§ RECORDS TO PROCESS:
--- start ---

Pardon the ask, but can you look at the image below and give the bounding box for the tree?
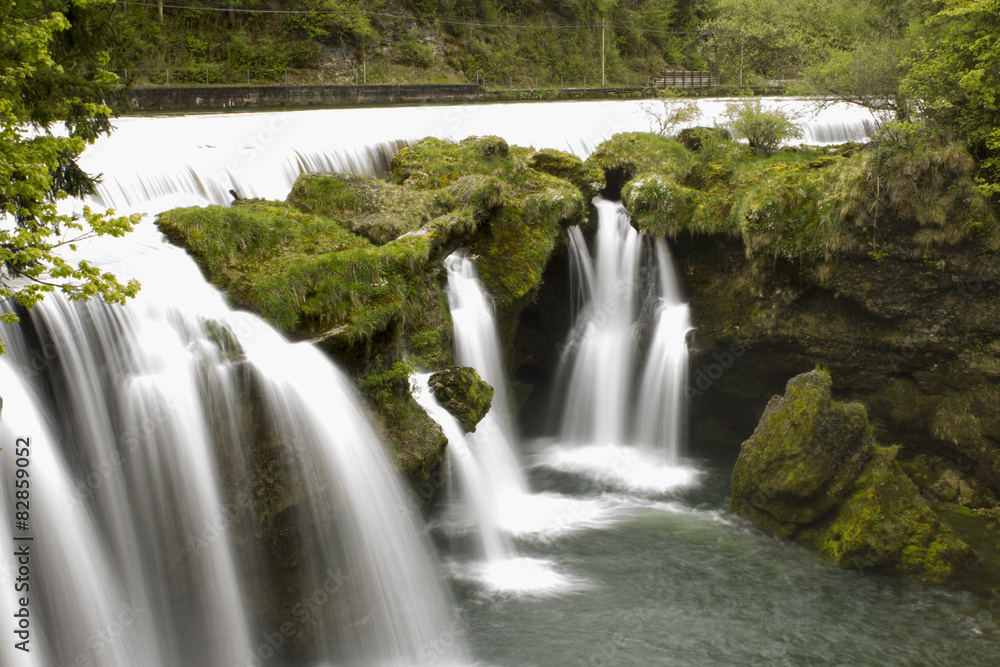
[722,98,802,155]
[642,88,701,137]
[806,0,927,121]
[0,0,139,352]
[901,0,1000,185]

--- end ---
--- start ---

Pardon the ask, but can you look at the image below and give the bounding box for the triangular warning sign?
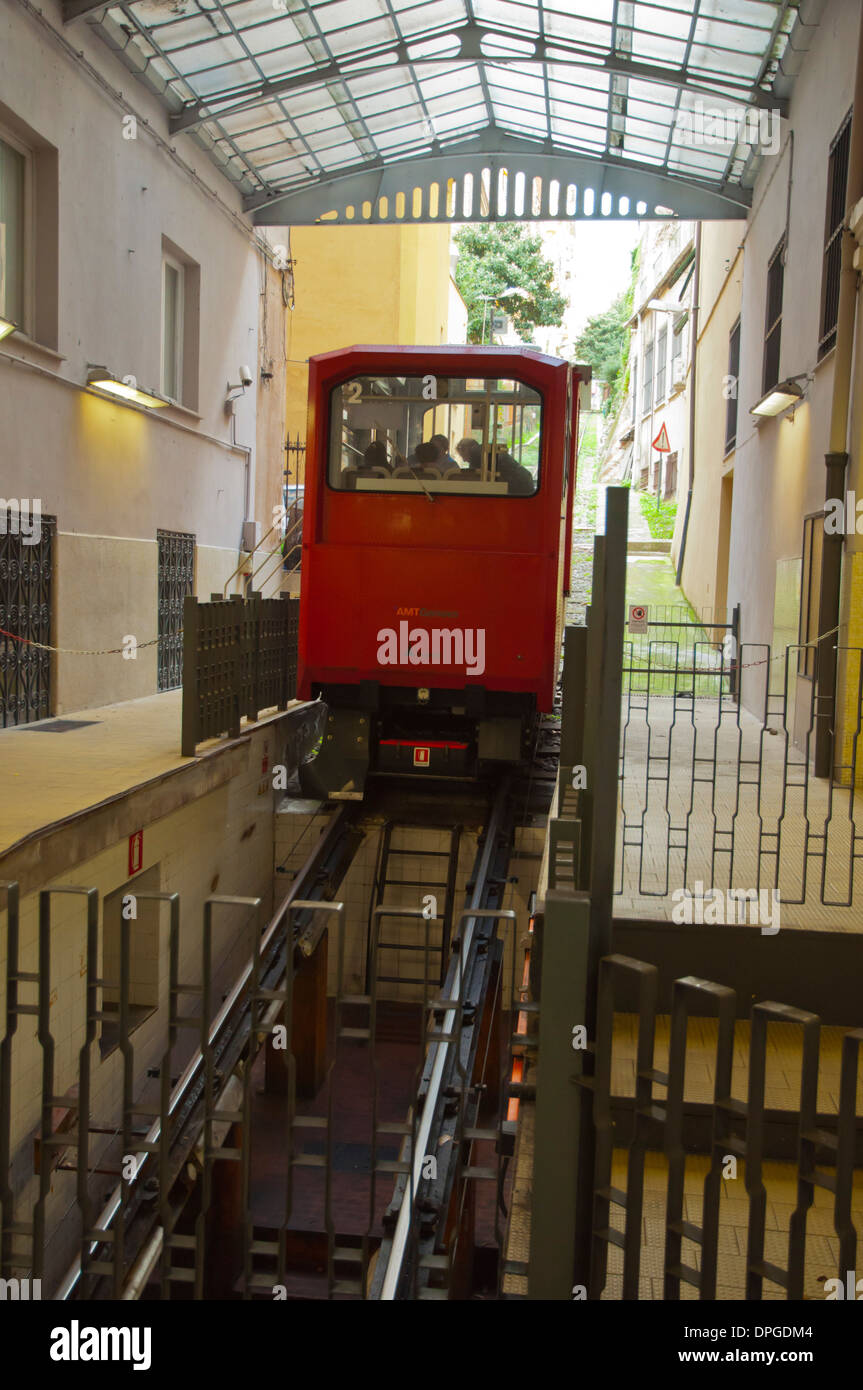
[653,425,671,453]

--- end ---
--- start ---

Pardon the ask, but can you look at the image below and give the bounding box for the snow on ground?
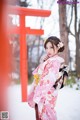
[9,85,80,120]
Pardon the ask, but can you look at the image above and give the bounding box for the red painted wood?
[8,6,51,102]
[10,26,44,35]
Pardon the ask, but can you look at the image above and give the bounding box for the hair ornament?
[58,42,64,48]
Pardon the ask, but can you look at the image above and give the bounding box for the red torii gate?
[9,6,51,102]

--- end ---

§ TASK TO COMPLETE: Please copy the material from the line containing "for the tree?" through the line containing "[901,0,1000,185]", swapping "bounding box" for "enclosing rectangle" and changing nothing else. Leave the pictures out.

§ FULL ANSWER:
Pardon the ask, but can you look at the image below and give the enclosing rectangle for the tree?
[722,98,802,155]
[642,88,701,137]
[806,0,927,121]
[0,0,139,352]
[901,0,1000,185]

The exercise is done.